■ **What the task requires**
Nothing but a full, exact copy of the data is needed.

■ **Recorded information**
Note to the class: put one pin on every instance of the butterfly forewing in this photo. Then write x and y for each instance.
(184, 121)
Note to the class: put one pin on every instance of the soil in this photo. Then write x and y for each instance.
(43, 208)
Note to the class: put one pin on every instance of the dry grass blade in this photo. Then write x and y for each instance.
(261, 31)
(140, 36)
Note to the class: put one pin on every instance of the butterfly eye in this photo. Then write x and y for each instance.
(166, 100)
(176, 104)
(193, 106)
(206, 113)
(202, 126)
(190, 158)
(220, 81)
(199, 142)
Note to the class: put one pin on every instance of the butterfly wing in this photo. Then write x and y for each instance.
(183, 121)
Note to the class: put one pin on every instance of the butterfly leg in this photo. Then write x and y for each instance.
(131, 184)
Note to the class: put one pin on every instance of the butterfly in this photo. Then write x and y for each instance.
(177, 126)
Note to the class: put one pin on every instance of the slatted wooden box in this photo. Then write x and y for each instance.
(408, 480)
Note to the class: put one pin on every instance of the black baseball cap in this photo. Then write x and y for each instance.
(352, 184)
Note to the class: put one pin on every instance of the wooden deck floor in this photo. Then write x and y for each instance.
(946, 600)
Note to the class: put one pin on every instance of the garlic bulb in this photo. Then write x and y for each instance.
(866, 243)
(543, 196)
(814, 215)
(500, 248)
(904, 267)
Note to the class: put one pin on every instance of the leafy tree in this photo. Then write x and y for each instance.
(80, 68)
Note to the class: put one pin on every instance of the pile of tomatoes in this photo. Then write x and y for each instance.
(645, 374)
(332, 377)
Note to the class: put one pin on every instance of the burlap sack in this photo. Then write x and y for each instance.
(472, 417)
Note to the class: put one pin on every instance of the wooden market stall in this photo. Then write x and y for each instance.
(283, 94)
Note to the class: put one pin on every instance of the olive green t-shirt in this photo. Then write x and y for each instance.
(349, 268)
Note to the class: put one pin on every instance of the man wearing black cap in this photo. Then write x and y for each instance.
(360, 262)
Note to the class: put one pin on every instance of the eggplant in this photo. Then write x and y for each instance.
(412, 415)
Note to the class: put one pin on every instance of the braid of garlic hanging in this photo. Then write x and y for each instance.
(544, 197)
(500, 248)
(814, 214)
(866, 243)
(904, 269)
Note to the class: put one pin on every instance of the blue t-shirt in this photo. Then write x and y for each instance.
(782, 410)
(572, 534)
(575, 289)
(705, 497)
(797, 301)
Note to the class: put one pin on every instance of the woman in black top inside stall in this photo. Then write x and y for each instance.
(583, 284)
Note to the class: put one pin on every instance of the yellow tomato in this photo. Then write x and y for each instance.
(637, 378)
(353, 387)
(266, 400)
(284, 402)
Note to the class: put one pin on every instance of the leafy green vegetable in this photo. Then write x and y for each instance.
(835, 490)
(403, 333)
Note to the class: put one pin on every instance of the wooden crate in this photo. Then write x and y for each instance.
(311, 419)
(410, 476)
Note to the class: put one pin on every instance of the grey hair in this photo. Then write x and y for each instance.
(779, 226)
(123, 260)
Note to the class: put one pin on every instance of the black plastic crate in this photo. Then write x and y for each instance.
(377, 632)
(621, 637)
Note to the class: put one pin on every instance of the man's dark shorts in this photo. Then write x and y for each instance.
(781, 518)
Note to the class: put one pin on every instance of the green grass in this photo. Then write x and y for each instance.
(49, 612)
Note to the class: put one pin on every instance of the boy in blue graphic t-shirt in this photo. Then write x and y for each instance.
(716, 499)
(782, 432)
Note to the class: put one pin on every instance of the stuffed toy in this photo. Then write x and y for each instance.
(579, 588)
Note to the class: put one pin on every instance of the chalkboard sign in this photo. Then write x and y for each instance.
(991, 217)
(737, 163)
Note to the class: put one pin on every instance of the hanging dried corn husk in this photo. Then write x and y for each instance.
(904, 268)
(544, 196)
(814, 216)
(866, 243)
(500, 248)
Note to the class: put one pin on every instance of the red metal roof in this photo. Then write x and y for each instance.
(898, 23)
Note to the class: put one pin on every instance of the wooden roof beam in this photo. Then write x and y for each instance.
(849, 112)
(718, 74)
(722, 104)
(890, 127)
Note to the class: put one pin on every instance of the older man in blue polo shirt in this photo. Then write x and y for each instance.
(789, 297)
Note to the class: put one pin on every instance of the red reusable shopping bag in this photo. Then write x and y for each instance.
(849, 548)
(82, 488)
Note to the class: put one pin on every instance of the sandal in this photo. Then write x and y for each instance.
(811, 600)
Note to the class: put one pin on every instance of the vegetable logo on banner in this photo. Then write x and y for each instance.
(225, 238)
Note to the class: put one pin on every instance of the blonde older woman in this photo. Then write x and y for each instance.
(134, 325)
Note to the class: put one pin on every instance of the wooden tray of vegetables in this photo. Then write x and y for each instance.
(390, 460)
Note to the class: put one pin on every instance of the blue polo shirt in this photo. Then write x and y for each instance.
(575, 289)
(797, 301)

■ **The answer**
Note to the class: put one pin on every instance of the butterfly forewing in this photo. Then write x and y for each instance.
(184, 121)
Note to the class: put one pin on every instance of the soil in this photo. Then write x and y for each instance.
(43, 208)
Note to the class: put one pin on every instance of the dry grass blade in this photo. Then write x and y for each instance.
(261, 31)
(140, 36)
Note to the class: put one pin on every instance of the butterfly eye in this photo. Then write x and y for each instance.
(166, 100)
(176, 104)
(193, 106)
(206, 113)
(202, 126)
(190, 158)
(220, 81)
(199, 142)
Note to the class: put one pin on every instance of the butterfly wing in this photo. Then write x and y for each instance.
(183, 121)
Note to the class: put one pin on every instance of the butterfly leg in this photo. Then write x and y for each instance.
(131, 184)
Note to the class: put one pin on every instance of the butterfly in this photo. Then write x and y for each instance.
(177, 126)
Note to the class: put one pin on every instance of the slatted wooden box in this photo. Then write x and y for each instance.
(408, 480)
Note to the class: put one pin on every instance of the black baseball cap in this photo. Then write x and y for each instance.
(352, 184)
Note to the class: put one pin on every instance of the wooden deck floor in this photo. Then write x and y for each instance.
(946, 600)
Note to the class: put one pin on every instance of the garlic bulb in this photo. Then write x and y for each instance.
(866, 243)
(543, 196)
(814, 215)
(500, 248)
(904, 267)
Note to the class: put one pin on every instance of the leafy tree in this photo. Then write x and y for each instance.
(80, 68)
Note to the class: put one pin on every instance of the pile of tomatoes in this photo. Then write x and y for each instance.
(645, 374)
(332, 377)
Note to the class: put one pin on every instance of the burlap sack in this photo. Then write x and y for each instance.
(472, 417)
Note to the class: put one pin on every instance of the wooden market stall in this photo. Then write x and y for each instance.
(283, 94)
Note to the class: put one pin on every instance of the olive green t-shirt in this photo. Then write x and y for each instance.
(349, 268)
Note to the class: put one pin on every instance of the man wearing black cap in this photo. Then write x and y for each instance.
(360, 262)
Note to the class: put one pin on every instance of the eggplant in this photo. Then write x and y for each instance.
(412, 415)
Note to the class: put one pin on every instance of the braid of garlic hanging in this photo. Then write x and y for each instance.
(544, 197)
(500, 248)
(814, 214)
(866, 243)
(904, 269)
Note to the class: put one pin on every instance of the blue t-shirt in this photo. Then write x and y for each instance.
(782, 410)
(572, 534)
(575, 289)
(705, 497)
(797, 301)
Note to the class: put one pin on every instance of the woman in black top inside stall in this photo. Then write x and y for each instance.
(583, 284)
Note to the class: put one pin on every instance of the yellow tomato in this photo. Then write x and y for each instance.
(637, 378)
(353, 387)
(266, 400)
(284, 402)
Note to the class: put one pin on every instance of the leafy green vegetable in this photo. Then write x and y for each instance.
(835, 490)
(403, 333)
Note to the class: put one pin on every instance of the wooden crate in this photo. Then write x and y for each instance.
(311, 419)
(410, 476)
Note to the class: put one pin on every instance of the grey hair in this photo. Then write x and y for each instance.
(779, 226)
(123, 260)
Note to the class: put one pin on every instance of the black plastic crate in this photo. Then write x and y for each instance.
(377, 632)
(621, 637)
Note to the class: put one pin on every instance of the man's dark shorts in this photo. Then write x and y for each instance.
(781, 518)
Note to the class: put one pin on every instance of the green grass in this photo. Then write x and y for each instance.
(49, 612)
Note to the class: put one pin on every instance of the boy in blue graphic t-shirt in this photo. Then write x and y for each instance.
(716, 499)
(782, 432)
Note to the class: put one pin on every instance of the stuffed toy in this photo. Then write x and y for each instance.
(579, 588)
Note to the class: put one pin on every instance of the chalkboard sign in this photo. Then write x and y for each instance.
(991, 217)
(737, 163)
Note to the class: put one pin on every instance of the hanging dried corn husk in this photo. Then write x and y for each instance.
(904, 268)
(544, 196)
(814, 216)
(866, 243)
(500, 248)
Note to the class: put one pin on every instance of the red metal roof in this photo. Then write x and y for each instance.
(898, 23)
Note to the class: put one pin on every instance of the wooden roof beam in this photo. Then write x and y for each instance.
(849, 112)
(718, 74)
(722, 104)
(890, 127)
Note to the class: put one pin on every instance of the older man in blue polo shirt in this photo. Then write x and y for each instance.
(789, 297)
Note to the class: put one pin on every instance of the red reusable shopping bag in this photo. Then write x and y for each instance.
(849, 548)
(82, 488)
Note to the class: put one pin on every instance of the sandal in this photo. Then write x and y for each instance.
(811, 600)
Note to the class: put one pin on every instance of the vegetable logo on banner in this photo. Then write x and y for each instance.
(225, 238)
Note to the class: put one pin on every instance of the blonde older woman in this photo. Then write x and y for each instance.
(134, 325)
Note to the class: put one pin on every instance of the wooden tray of vegetables in this photo. Then write x and y for each instance.
(390, 460)
Note to the class: put one pin on every instance of the blue polo shirt in this photo. Then write x and y for each instance.
(575, 289)
(797, 301)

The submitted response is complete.